(Exercise brief) Update the items below by changing every "innermost point" to "central point" and leaving the rest of each line as it is.

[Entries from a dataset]

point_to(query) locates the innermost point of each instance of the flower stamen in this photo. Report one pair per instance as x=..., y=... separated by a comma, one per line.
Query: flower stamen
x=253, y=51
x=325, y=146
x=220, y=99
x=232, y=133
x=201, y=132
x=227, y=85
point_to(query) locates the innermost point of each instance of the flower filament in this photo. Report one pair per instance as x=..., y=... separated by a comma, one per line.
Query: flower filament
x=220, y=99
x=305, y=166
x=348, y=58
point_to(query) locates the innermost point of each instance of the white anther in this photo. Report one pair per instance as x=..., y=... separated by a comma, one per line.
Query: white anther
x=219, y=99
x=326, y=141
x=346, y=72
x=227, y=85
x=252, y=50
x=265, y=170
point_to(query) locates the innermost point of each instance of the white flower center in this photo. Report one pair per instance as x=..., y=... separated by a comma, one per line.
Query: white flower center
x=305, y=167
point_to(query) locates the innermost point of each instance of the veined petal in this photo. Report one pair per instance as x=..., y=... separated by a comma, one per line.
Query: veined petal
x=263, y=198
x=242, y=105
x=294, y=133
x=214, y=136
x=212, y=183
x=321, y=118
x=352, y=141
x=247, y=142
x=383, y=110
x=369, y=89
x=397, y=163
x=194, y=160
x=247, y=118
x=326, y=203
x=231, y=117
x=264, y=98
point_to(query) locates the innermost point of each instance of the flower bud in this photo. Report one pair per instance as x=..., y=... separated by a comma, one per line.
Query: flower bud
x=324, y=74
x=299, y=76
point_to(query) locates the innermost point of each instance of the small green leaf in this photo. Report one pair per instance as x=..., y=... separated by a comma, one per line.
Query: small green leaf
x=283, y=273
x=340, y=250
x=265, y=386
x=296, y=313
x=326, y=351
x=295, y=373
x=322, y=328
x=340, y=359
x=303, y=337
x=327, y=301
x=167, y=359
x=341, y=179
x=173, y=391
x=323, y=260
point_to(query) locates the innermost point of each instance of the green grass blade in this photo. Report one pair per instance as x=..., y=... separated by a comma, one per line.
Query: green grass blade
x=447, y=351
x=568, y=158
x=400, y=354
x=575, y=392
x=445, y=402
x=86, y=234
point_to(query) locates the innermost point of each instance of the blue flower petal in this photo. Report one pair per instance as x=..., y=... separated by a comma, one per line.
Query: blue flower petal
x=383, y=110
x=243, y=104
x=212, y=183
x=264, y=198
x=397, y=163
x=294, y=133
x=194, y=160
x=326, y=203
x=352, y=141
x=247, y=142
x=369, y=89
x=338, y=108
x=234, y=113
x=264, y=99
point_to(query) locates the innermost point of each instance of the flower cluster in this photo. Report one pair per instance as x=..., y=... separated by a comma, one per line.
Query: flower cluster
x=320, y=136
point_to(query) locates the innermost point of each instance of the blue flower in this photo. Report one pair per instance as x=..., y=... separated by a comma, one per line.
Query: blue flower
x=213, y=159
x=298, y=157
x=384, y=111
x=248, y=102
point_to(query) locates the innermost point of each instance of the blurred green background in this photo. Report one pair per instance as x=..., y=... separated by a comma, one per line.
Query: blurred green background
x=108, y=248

(Task result)
point_to(query) locates the central point of each instance of the flower stamen in this photo. Report one pair per instance as x=..., y=... separated by a comma, one per line.
Query: flower stamen
x=253, y=51
x=325, y=146
x=220, y=99
x=232, y=133
x=201, y=132
x=227, y=85
point_to(query) locates the central point of each instance of the flower filament in this photo. Report one pair per instance as x=..., y=... separated by a comma, one per line.
Query: flower filament
x=220, y=99
x=305, y=166
x=348, y=58
point_to(query) locates the central point of each instance of the white anther in this photo. Report one pair per instance as x=..., y=... separated by a comma, one per line.
Query: white anther
x=219, y=99
x=326, y=141
x=346, y=72
x=227, y=85
x=252, y=50
x=265, y=170
point_to(query) locates the central point of each instance of the white flower center in this photo. Report one pair per instance as x=..., y=... separated by a comma, one per line.
Query: white flower center
x=305, y=167
point_to(query) locates the central point of each instance of the veined petal in this photo. Report one pair per instance as x=..., y=... separated by a comma, one per line.
Query: veined petal
x=263, y=198
x=242, y=105
x=294, y=133
x=214, y=136
x=212, y=183
x=321, y=118
x=352, y=141
x=247, y=142
x=383, y=110
x=369, y=89
x=397, y=163
x=194, y=160
x=247, y=118
x=326, y=203
x=231, y=117
x=264, y=98
point_to(query) locates the central point of each instance of the flower bud in this photo. Report one pair per instance as x=..., y=... separated by a comma, one per line.
Query: flower bud
x=324, y=74
x=299, y=76
point_to(query) locates the central point of each instance of the small green leaf in this photo. Report one pair per instance as x=..., y=... separated by a comma, one per line.
Query: small green leaf
x=283, y=273
x=340, y=250
x=265, y=386
x=296, y=313
x=326, y=351
x=295, y=373
x=322, y=328
x=340, y=359
x=303, y=337
x=327, y=301
x=167, y=359
x=341, y=179
x=173, y=391
x=323, y=260
point_to(query) locates the central point of each instance of the green grass blade in this photo. Report one pair per instance as x=..., y=... separated by a comma, one per line.
Query: green grass blade
x=447, y=351
x=568, y=158
x=400, y=354
x=575, y=392
x=445, y=402
x=86, y=234
point_to(query) locates the central point of each instance of the blue flower petal in this photo. Report one pair per instance as x=..., y=... separated by a comma, one per line.
Query: blue flower petal
x=383, y=110
x=243, y=104
x=212, y=183
x=264, y=198
x=397, y=163
x=294, y=133
x=194, y=160
x=326, y=203
x=352, y=141
x=247, y=142
x=369, y=89
x=338, y=108
x=234, y=113
x=264, y=99
point_to(query) locates the central point of each instance of the flower cluster in this photo. Report one pair per instance as x=..., y=... separated by a comma, one per line.
Query: flower cluster
x=320, y=136
point_to(query) locates the central point of each instance of the blue flower in this photo. Report one pair per instance as x=..., y=... separated by a comma, one per line.
Query: blue flower
x=213, y=159
x=298, y=157
x=384, y=111
x=248, y=102
point_to(query) locates the central point of each instance of the blurred green background in this photo. Report one pair per instance as x=..., y=... separated by a comma, one per line.
Query: blurred green background
x=108, y=248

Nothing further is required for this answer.